_Problema A_:
Enumera todos os temperos que o texto sobre gastronomia indica para a travessa de tomate coração de boi.
_Problema B_:
Repete, por favor, o trecho do texto sobre gastronomia que começa em "Por isso, todo" e segue até "a cozinha regional.".
_Problema C_:
Escreve o que vem a seguir no texto sobre gastronomia, a partir do ponto em que termina.

Na hora de decidir prefiro pensar na comida honesta, naquela que não pretende ser mais do que aquilo que é. E aqui corremos todos os patamares. Desde a cozinha regional à cozinha de autor. Em vez de arrumadas em gavetas por categorias e por classificações, olhar de frente, sem medos e com uma enorme disponibilidade para o sabor ajuda a sentir a gastronomia. Se é uma caldeirada, uma cabidela ou uma simples travessa de tomate coração de boi temperado com sal grosso, azeite e vinagre, que seja. Se é uma receita elaborada, cuidada e trabalhada para ser atrativa, que seja. Não é a pureza da cozinha que queremos, é o sabor somente.

Por isso, todo o cuidado é pouco quando lemos as críticas gastronómicas. Confio mais no conselho de um amigo do que numa qualquer avaliação, seja ela vinda de quem for. Nunca percebi como funcionam e, sinceramente, não quero perceber. Acredito que há os que são puxados para a moda e os que controlam a moda. E depois, imagino, deve haver a disputa pela moda. É certo que precisamos desses rankings, dessas avaliações, das críticas, mas por detrás é tudo um enorme buraco negro que tudo suga e tudo oculta. Não confio. Vejo e sinto que se fala de nomes, de tendências, de sound bites gastronómicos, mas não vejo muito mais do que isso. E isto tanto é válido para a alta cozinha como para a cozinha regional.

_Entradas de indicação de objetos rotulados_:
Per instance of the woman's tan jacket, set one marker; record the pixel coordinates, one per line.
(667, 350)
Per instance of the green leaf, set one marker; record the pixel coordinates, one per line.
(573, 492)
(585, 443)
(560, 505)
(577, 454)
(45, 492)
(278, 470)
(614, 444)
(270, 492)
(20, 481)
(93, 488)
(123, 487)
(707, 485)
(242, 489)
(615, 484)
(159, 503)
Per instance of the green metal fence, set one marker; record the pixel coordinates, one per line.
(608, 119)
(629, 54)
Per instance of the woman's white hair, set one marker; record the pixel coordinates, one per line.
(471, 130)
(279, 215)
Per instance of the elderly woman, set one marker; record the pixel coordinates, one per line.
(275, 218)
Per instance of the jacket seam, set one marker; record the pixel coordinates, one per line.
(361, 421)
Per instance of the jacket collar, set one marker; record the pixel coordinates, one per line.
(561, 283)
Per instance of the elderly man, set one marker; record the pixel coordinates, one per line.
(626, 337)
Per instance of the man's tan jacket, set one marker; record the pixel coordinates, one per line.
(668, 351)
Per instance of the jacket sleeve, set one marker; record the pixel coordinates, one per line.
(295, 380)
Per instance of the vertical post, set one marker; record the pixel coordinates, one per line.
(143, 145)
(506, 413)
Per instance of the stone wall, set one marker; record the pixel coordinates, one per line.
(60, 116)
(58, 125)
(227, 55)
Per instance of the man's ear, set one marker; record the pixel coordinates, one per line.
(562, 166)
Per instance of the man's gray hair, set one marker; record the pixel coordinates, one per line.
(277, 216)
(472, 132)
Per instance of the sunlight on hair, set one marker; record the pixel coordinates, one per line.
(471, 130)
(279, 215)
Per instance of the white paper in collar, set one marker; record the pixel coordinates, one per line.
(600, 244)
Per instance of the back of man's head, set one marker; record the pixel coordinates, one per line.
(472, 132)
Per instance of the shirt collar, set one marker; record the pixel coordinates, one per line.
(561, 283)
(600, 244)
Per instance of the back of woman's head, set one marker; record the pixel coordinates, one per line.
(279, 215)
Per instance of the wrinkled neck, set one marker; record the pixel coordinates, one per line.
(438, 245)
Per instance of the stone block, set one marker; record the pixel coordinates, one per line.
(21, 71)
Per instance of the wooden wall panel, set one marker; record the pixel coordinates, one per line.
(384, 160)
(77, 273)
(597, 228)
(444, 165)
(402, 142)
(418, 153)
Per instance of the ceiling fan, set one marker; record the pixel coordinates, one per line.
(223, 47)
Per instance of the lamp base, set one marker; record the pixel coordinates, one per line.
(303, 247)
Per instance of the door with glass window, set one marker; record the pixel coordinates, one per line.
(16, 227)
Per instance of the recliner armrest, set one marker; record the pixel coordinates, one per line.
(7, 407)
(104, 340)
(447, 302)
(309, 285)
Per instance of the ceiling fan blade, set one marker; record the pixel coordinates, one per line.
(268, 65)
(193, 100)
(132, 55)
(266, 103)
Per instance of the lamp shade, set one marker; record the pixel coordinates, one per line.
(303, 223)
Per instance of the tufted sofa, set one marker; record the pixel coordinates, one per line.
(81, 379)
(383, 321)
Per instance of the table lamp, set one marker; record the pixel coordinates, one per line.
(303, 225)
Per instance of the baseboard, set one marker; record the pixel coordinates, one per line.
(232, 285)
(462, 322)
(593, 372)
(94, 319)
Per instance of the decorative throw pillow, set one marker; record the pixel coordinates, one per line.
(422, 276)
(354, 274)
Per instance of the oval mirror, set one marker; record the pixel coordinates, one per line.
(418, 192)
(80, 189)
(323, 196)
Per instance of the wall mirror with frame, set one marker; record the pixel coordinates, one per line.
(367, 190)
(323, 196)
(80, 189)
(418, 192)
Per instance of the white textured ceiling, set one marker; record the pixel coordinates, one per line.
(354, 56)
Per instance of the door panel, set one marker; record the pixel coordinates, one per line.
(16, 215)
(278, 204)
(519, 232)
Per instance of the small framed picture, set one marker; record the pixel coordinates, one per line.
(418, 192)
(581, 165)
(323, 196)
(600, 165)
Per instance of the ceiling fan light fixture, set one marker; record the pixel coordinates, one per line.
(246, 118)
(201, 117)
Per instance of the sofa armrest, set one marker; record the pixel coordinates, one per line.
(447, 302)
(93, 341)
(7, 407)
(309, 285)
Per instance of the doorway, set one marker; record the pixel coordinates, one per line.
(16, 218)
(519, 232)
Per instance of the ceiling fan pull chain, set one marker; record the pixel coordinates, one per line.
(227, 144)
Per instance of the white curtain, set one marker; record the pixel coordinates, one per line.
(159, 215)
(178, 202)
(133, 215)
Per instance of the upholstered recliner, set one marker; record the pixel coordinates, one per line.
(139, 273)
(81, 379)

_Resposta A_:
Sal grosso, azeite e vinagre.

_Resposta B_:
Por isso, todo o cuidado é pouco quando lemos as críticas gastronómicas. Confio mais no conselho de um amigo do que numa qualquer avaliação, seja ela vinda de quem for. Nunca percebi como funcionam e, sinceramente, não quero perceber. Acredito que há os que são puxados para a moda e os que controlam a moda. E depois, imagino, deve haver a disputa pela moda. É certo que precisamos desses rankings, dessas avaliações, das críticas, mas por detrás é tudo um enorme buraco negro que tudo suga e tudo oculta. Não confio. Vejo e sinto que se fala de nomes, de tendências, de sound bites gastronómicos, mas não vejo muito mais do que isso. E isto tanto é válido para a alta cozinha como para a cozinha regional.

_Resposta C_:
Comida honesta funcional muito bem para quem só quer tirar prazer de uma refeição. E o prazer pode ser múltiplo. Conversar com a cozinheira e sentir o seu sotaque gastronómico, deliciar-se com um qualquer produto regional e comê-lo até não ter mais barriga, rir e rir sem fim à volta de um enorme tacho numa longa mesa de amigos, sentir cada garfada com gulodice e quase medo de o prato fugir, tudo o que nos dá felicidade. Mas não estar a comer conceitos, tendências, nomes de cozinheiros ou qualquer outro postal gastronómico prontinho a ir para as redes sociais. Comer, sentir a cozinha e a gastronomia, somente.

A gastronomia portuguesa está a dar que falar. Felizmente e finalmente! Mas ainda precisa de nós. É claro que precisa de alguma pretensão “para inglês ver”, mas não mais do que isso. Só para criar o alarido necessário para que ande nas bocas do mundo, mas só um bocadinho de pretensão, não mais.

É que assim temos a certeza do nosso valor, mas sem entrarmos nas “experiências gastronómicas” cujo conteúdo ainda não consegui decifrar. O que eu gosto mesmo é de fechar os olhos lembrar-me de uma refeição e logo, logo, babar-me. Assim, sou feliz e, por isso, na hora de escolher, ponho a pretensão à borda do prato e escolho comida honesta. Há mais do que pensamos por aí.